Region labeling records
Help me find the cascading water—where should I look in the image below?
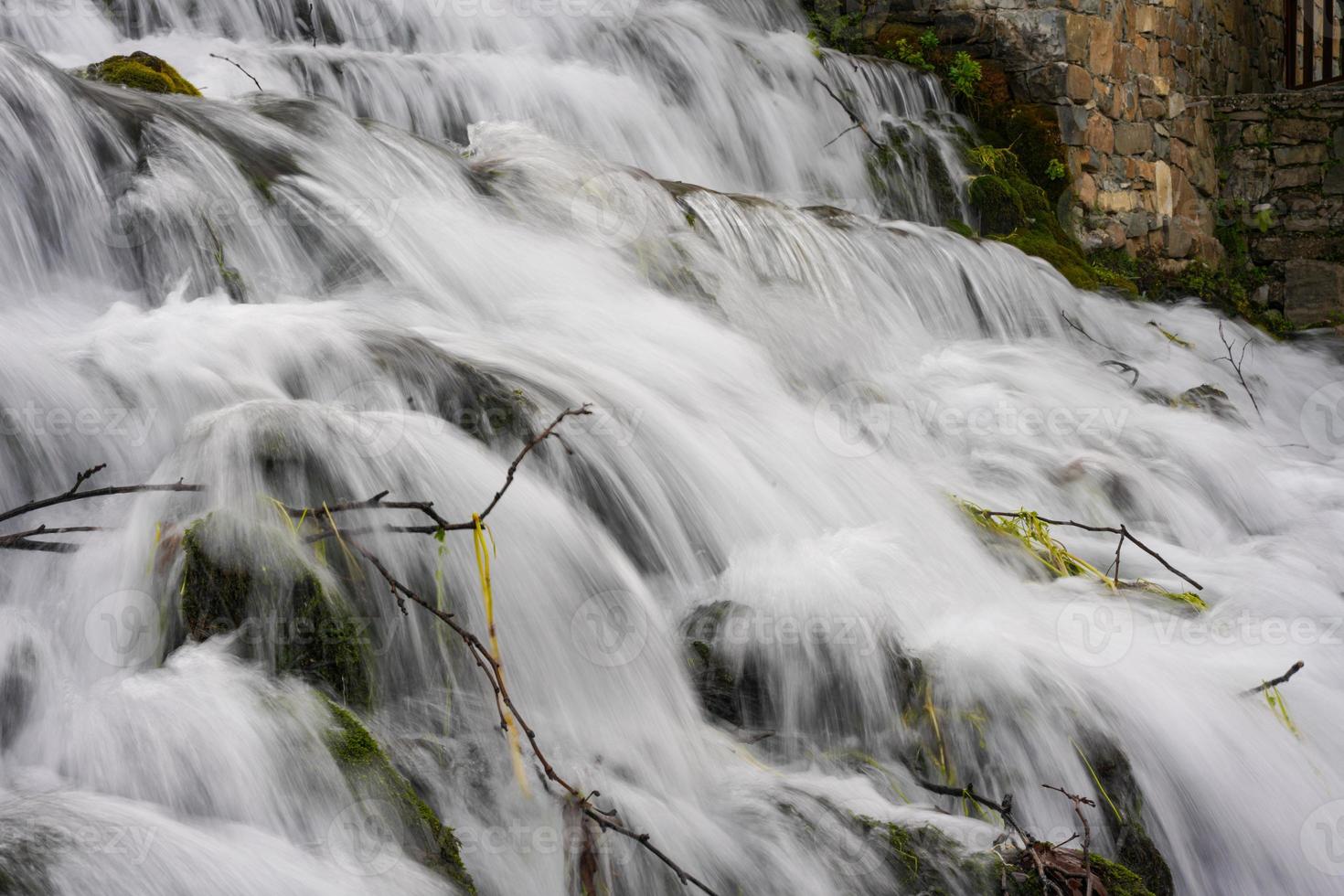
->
[0,0,1344,895]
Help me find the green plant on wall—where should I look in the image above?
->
[947,49,984,100]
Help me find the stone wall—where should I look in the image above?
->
[1212,88,1344,325]
[891,0,1284,261]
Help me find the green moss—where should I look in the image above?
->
[990,853,1156,896]
[944,218,976,240]
[969,175,1027,237]
[324,698,475,893]
[85,49,200,97]
[179,515,372,704]
[1004,227,1101,289]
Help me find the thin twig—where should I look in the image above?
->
[1099,358,1138,389]
[209,53,263,92]
[1242,659,1307,698]
[1059,312,1120,352]
[918,781,1038,848]
[1041,784,1097,896]
[812,75,881,149]
[285,404,592,541]
[1215,321,1264,421]
[346,533,717,896]
[975,507,1204,591]
[0,464,206,553]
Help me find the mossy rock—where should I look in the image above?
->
[179,513,374,705]
[1081,733,1176,896]
[324,699,475,893]
[85,49,200,97]
[969,175,1027,237]
[0,825,59,896]
[855,816,998,896]
[681,601,772,728]
[1010,853,1157,896]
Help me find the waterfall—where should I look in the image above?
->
[0,0,1344,896]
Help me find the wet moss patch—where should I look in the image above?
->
[179,515,372,705]
[324,699,475,893]
[85,49,200,97]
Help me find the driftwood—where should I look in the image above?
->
[0,404,718,896]
[1242,659,1307,698]
[1216,321,1264,421]
[975,507,1204,591]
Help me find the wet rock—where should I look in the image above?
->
[1081,733,1176,896]
[85,49,200,97]
[681,601,773,728]
[177,513,374,704]
[325,699,475,893]
[1172,383,1242,421]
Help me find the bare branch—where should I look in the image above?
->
[209,53,263,92]
[1215,321,1264,421]
[1242,659,1307,698]
[973,507,1204,591]
[812,75,881,149]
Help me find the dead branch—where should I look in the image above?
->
[0,404,718,896]
[1059,312,1120,352]
[1242,659,1307,698]
[285,404,592,541]
[1041,784,1097,896]
[0,464,206,553]
[972,507,1204,591]
[812,75,881,149]
[917,779,1038,847]
[209,53,263,92]
[1099,358,1138,389]
[1216,321,1264,421]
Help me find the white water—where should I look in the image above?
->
[0,0,1344,895]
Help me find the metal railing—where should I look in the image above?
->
[1284,0,1344,90]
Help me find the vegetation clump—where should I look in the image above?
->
[324,699,475,893]
[179,515,374,704]
[85,49,200,97]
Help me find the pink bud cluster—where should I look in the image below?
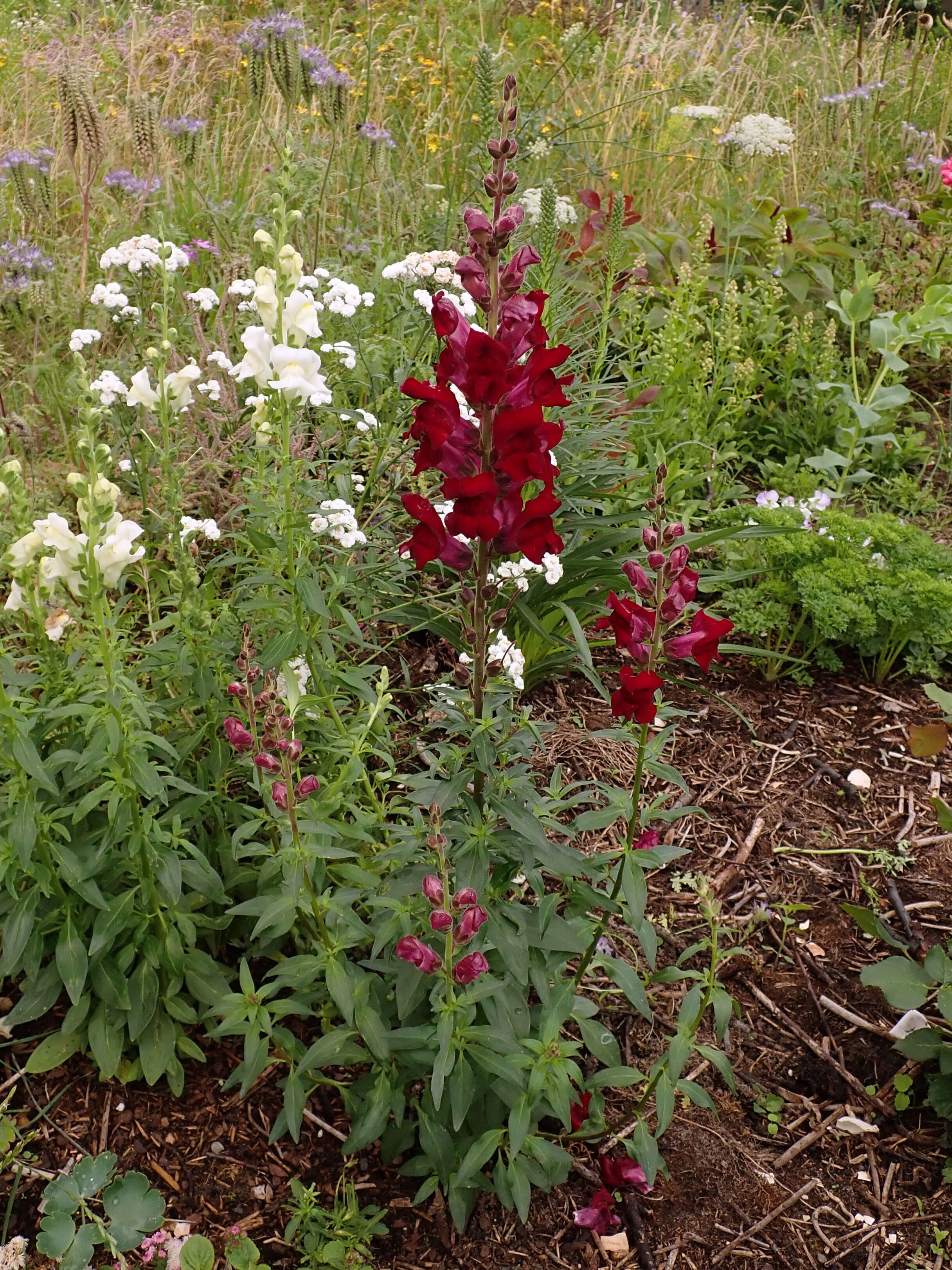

OBJECTIVE
Copy out, word for word, the lines starting at the one that contains "Help me find the mossy" and ending at the one that contains "[1010,853,1157,896]", including both of those lines.

EXERCISE OUTPUT
Help me find the mossy rock—where should I look in the image above?
->
[179,513,374,705]
[1081,733,1176,896]
[324,699,475,893]
[85,49,200,97]
[969,175,1027,237]
[0,825,59,896]
[855,816,998,896]
[681,601,772,728]
[1010,853,1157,896]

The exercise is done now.